* [TASK INSTRUCTIONS] Each record should be retyped word for word.

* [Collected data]
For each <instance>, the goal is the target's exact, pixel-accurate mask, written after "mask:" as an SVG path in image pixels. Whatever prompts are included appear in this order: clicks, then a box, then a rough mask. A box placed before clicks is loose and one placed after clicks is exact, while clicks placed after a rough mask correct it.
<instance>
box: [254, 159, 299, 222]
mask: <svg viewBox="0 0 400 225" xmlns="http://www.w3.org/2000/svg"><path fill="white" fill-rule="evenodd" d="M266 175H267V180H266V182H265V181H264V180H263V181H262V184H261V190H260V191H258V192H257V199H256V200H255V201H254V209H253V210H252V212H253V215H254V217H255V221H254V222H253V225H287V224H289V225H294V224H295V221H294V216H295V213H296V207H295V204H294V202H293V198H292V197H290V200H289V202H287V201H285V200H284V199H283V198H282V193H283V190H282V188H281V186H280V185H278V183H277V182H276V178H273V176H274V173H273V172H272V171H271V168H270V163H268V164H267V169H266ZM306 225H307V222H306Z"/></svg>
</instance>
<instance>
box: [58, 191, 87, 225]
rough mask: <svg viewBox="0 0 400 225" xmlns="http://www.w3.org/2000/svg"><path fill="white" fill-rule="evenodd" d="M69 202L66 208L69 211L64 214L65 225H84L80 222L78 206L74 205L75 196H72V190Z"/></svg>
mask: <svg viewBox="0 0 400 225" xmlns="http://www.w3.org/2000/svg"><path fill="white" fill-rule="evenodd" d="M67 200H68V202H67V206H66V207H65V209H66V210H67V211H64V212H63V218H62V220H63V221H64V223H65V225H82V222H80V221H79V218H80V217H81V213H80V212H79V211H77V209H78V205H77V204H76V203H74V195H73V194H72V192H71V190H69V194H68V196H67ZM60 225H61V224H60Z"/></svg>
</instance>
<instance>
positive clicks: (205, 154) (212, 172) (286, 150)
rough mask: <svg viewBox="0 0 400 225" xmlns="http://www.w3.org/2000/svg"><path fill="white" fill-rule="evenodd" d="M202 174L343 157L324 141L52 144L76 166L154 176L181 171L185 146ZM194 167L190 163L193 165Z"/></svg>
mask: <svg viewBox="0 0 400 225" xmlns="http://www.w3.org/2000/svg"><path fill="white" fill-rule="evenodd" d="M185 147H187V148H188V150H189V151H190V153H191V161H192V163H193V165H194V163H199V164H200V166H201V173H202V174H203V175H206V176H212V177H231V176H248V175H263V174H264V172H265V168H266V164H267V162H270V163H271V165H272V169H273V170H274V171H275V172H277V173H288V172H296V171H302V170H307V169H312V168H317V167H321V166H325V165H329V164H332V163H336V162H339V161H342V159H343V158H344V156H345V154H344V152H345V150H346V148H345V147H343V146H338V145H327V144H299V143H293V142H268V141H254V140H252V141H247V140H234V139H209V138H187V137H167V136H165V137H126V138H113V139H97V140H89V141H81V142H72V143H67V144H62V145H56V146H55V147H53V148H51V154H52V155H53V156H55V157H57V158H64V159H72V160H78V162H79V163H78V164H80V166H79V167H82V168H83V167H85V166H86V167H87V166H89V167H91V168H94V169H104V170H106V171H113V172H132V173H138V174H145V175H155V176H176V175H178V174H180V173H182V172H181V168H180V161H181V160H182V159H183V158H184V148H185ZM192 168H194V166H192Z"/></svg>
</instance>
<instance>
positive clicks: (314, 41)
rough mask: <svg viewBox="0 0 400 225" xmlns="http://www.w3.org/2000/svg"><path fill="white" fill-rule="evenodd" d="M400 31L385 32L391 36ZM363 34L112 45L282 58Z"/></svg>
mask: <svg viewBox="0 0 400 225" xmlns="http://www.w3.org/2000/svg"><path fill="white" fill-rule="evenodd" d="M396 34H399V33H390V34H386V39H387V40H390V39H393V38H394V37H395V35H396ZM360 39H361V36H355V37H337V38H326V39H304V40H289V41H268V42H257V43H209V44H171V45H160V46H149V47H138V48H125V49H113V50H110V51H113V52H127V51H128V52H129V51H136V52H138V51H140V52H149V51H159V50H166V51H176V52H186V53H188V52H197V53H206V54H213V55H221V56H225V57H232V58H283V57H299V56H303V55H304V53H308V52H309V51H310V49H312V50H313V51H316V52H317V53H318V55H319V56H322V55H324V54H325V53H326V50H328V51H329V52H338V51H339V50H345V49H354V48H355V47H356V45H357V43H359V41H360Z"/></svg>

* [RESPONSE FOR THIS EXERCISE]
For each <instance>, the goal is the target's exact, pixel-accurate mask, written after "mask:" as an SVG path in image pixels. Whatever prompts are included appear in this order: clicks, then a box, then a rough mask. A box placed before clicks is loose and one placed after clicks is exact, while clicks placed after a rough mask correct it.
<instance>
box: [254, 159, 299, 222]
mask: <svg viewBox="0 0 400 225" xmlns="http://www.w3.org/2000/svg"><path fill="white" fill-rule="evenodd" d="M266 175H267V180H266V182H265V181H264V180H263V181H262V184H261V190H260V191H258V192H257V199H256V200H255V201H254V209H253V210H252V212H253V215H254V217H255V221H254V222H253V225H287V224H289V225H294V224H295V221H294V216H295V213H296V207H295V204H294V202H293V198H292V197H290V200H289V202H287V201H285V200H284V199H283V198H282V193H283V190H282V188H281V186H280V185H278V183H277V182H276V178H273V176H274V173H273V172H272V171H271V168H270V163H268V164H267V169H266ZM306 225H307V222H306Z"/></svg>
</instance>
<instance>
box: [58, 191, 87, 225]
rough mask: <svg viewBox="0 0 400 225" xmlns="http://www.w3.org/2000/svg"><path fill="white" fill-rule="evenodd" d="M69 202L66 208L69 211L64 214L65 225H84L80 222L78 206L74 205L75 196H72V190Z"/></svg>
mask: <svg viewBox="0 0 400 225" xmlns="http://www.w3.org/2000/svg"><path fill="white" fill-rule="evenodd" d="M67 200H68V202H67V206H66V207H65V209H66V210H67V211H64V212H63V218H62V220H63V221H64V223H65V225H82V222H80V221H79V218H80V217H81V213H80V212H79V211H77V209H78V205H77V204H76V203H74V195H73V194H72V192H71V190H69V194H68V196H67ZM60 225H61V224H60Z"/></svg>
</instance>
<instance>
positive clicks: (205, 154) (212, 172) (286, 150)
rough mask: <svg viewBox="0 0 400 225" xmlns="http://www.w3.org/2000/svg"><path fill="white" fill-rule="evenodd" d="M202 174L343 157L324 141L52 144L76 166L154 176L181 171L185 146ZM194 167L190 163L193 165Z"/></svg>
mask: <svg viewBox="0 0 400 225" xmlns="http://www.w3.org/2000/svg"><path fill="white" fill-rule="evenodd" d="M185 147H187V148H188V150H189V151H190V153H191V161H192V163H193V165H194V163H199V164H200V166H201V173H202V174H203V175H206V176H212V177H231V176H248V175H263V174H264V172H265V168H266V164H267V162H270V163H271V165H272V169H273V170H274V171H275V172H277V173H288V172H296V171H302V170H307V169H312V168H317V167H321V166H325V165H329V164H332V163H336V162H339V161H342V159H343V158H344V156H345V154H344V152H345V150H346V148H345V147H343V146H338V145H327V144H299V143H293V142H268V141H254V140H252V141H247V140H234V139H209V138H187V137H167V136H165V137H126V138H113V139H97V140H89V141H81V142H72V143H67V144H62V145H56V146H55V147H53V148H51V154H52V155H53V156H55V157H57V158H64V159H72V160H78V162H79V163H78V164H80V166H79V167H82V168H83V167H85V166H86V167H87V166H89V167H91V168H94V169H104V170H106V171H113V172H132V173H138V174H145V175H155V176H176V175H178V174H180V173H182V172H181V168H180V161H181V160H182V159H183V158H184V148H185ZM192 168H194V166H192Z"/></svg>
</instance>
<instance>
positive clicks: (314, 41)
rough mask: <svg viewBox="0 0 400 225" xmlns="http://www.w3.org/2000/svg"><path fill="white" fill-rule="evenodd" d="M400 31L385 32L391 36ZM363 34L112 45L282 58Z"/></svg>
mask: <svg viewBox="0 0 400 225" xmlns="http://www.w3.org/2000/svg"><path fill="white" fill-rule="evenodd" d="M396 34H399V33H390V34H386V39H387V40H390V39H393V38H394V37H395V35H396ZM360 39H361V36H355V37H337V38H326V39H304V40H289V41H268V42H257V43H209V44H171V45H160V46H149V47H138V48H125V49H113V50H110V51H113V52H127V51H128V52H129V51H136V52H138V51H140V52H149V51H159V50H166V51H176V52H186V53H188V52H197V53H206V54H213V55H221V56H225V57H232V58H283V57H299V56H303V55H304V53H308V52H309V51H310V49H312V50H313V51H316V52H317V53H318V55H319V56H322V55H324V54H325V53H326V50H328V51H329V52H338V51H339V50H345V49H354V48H355V47H356V45H357V43H359V41H360Z"/></svg>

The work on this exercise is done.